## WHAT IS EXPECTED
Copy the entries word for word, from their first line up to and including the line that contains "[379,89,445,120]".

## RECORDED INFORMATION
--- Begin ---

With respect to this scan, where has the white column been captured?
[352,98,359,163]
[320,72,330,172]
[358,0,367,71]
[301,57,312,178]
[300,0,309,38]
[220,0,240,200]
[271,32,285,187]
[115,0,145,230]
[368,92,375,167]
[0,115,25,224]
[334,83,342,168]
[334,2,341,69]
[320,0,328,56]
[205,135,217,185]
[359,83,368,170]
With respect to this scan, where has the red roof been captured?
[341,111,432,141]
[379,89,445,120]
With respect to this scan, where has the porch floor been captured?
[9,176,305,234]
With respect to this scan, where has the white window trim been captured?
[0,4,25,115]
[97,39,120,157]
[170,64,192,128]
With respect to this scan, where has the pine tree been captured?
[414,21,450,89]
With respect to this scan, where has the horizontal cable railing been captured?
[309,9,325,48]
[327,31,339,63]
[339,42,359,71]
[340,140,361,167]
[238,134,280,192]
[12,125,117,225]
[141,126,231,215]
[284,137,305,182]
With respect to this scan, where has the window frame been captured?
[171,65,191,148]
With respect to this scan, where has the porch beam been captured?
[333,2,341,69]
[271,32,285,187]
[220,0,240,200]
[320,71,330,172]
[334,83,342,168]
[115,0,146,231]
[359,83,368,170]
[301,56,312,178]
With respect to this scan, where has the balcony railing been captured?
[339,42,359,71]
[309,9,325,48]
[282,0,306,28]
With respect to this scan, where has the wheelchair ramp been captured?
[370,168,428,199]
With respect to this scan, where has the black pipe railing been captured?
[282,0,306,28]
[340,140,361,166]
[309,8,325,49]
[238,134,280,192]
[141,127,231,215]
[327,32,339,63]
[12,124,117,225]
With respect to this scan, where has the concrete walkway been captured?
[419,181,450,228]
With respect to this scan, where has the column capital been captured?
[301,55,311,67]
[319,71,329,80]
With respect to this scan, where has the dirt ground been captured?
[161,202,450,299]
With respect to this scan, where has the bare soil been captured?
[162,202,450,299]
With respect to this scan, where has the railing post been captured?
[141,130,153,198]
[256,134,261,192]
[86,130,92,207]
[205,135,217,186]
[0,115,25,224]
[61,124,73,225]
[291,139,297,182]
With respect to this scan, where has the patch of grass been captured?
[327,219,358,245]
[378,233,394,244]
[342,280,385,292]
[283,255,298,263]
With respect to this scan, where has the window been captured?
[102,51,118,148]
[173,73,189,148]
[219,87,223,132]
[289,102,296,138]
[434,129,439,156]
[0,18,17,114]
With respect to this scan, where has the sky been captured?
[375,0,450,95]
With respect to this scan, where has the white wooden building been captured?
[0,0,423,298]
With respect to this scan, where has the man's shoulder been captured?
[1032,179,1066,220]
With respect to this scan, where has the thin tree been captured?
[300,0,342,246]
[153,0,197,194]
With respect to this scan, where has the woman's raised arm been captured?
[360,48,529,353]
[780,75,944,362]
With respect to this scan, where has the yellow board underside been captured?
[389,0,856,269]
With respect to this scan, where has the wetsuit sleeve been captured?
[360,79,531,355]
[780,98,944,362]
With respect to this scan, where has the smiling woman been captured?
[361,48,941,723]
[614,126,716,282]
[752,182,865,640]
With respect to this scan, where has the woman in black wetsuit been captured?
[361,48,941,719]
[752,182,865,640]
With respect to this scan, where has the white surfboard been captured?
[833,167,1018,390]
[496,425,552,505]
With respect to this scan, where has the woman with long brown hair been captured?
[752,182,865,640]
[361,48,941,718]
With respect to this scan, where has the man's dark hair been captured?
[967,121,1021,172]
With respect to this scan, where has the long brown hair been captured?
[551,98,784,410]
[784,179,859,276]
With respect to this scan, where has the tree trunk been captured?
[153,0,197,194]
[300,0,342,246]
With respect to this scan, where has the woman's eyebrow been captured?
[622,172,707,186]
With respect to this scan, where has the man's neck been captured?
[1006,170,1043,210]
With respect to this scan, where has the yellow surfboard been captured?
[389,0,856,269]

--- End ---

## OUTPUT
With respect to this scan, where has the white column been captured?
[352,98,359,163]
[320,72,330,172]
[358,0,367,71]
[301,57,312,178]
[300,0,309,38]
[220,0,240,200]
[271,32,285,187]
[115,0,145,230]
[368,92,375,167]
[0,115,25,224]
[334,83,342,168]
[334,2,341,69]
[320,0,328,56]
[205,135,217,185]
[359,83,368,170]
With respect to this scan, where has the red roof been captured?
[341,111,432,141]
[379,89,445,120]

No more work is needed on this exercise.